WHAT YOU WILL DO -
Lines from the material below that hold the string "clicks" are what is needed; copy each of them.

RECORD SET -
== Segment start ==

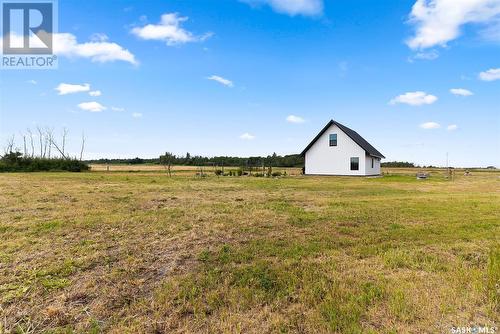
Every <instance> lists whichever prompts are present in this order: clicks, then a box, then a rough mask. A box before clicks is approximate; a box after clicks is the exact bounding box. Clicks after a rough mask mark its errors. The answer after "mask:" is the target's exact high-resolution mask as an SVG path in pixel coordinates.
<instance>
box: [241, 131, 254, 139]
mask: <svg viewBox="0 0 500 334" xmlns="http://www.w3.org/2000/svg"><path fill="white" fill-rule="evenodd" d="M240 138H241V139H243V140H253V139H255V136H254V135H251V134H249V133H248V132H245V133H244V134H242V135H241V136H240Z"/></svg>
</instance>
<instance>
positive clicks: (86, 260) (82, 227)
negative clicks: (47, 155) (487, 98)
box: [0, 171, 500, 333]
mask: <svg viewBox="0 0 500 334" xmlns="http://www.w3.org/2000/svg"><path fill="white" fill-rule="evenodd" d="M410 173H411V174H413V172H412V171H410ZM472 174H473V175H472V176H468V177H464V176H462V174H459V173H457V175H456V177H455V178H454V180H453V181H449V180H447V179H445V178H444V177H443V176H442V175H440V174H436V175H433V176H432V177H431V178H430V179H428V180H421V181H419V180H416V179H415V176H414V175H400V173H389V176H385V177H382V178H356V177H351V178H349V177H302V176H291V177H285V178H256V177H215V176H210V177H206V178H197V177H194V176H174V177H172V178H169V177H167V176H166V175H165V173H160V172H158V171H149V172H135V173H127V172H119V171H118V172H113V173H106V172H88V173H79V174H78V173H77V174H71V173H32V174H0V190H1V192H0V240H1V243H0V333H1V332H2V331H4V332H20V333H25V332H44V331H47V332H51V333H53V332H55V333H68V332H72V331H74V332H90V333H99V332H112V333H141V332H156V333H167V332H204V333H219V332H222V333H235V332H236V333H238V332H242V333H270V332H272V333H275V332H278V333H288V332H290V333H321V332H325V333H327V332H338V333H370V332H372V333H396V332H397V333H406V332H408V333H409V332H412V333H435V332H442V333H449V332H450V330H451V328H452V327H453V326H455V327H458V326H474V325H486V326H490V327H491V326H498V325H499V322H498V321H499V314H500V192H499V184H500V173H498V172H481V173H472Z"/></svg>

== Segment end ==

ANSWER SECTION -
Every <instance> lists whichever prompts are present in this order: clicks, then a box, then a rough mask. A box before clicks is approximate; a box after clicks is the exact bounding box. Clicks after a rough mask mark its errors. The answer after "mask:" is the target's exact high-resolution mask as an SVG path in pixel coordinates.
positive clicks: (86, 260) (82, 227)
negative clicks: (47, 155) (487, 98)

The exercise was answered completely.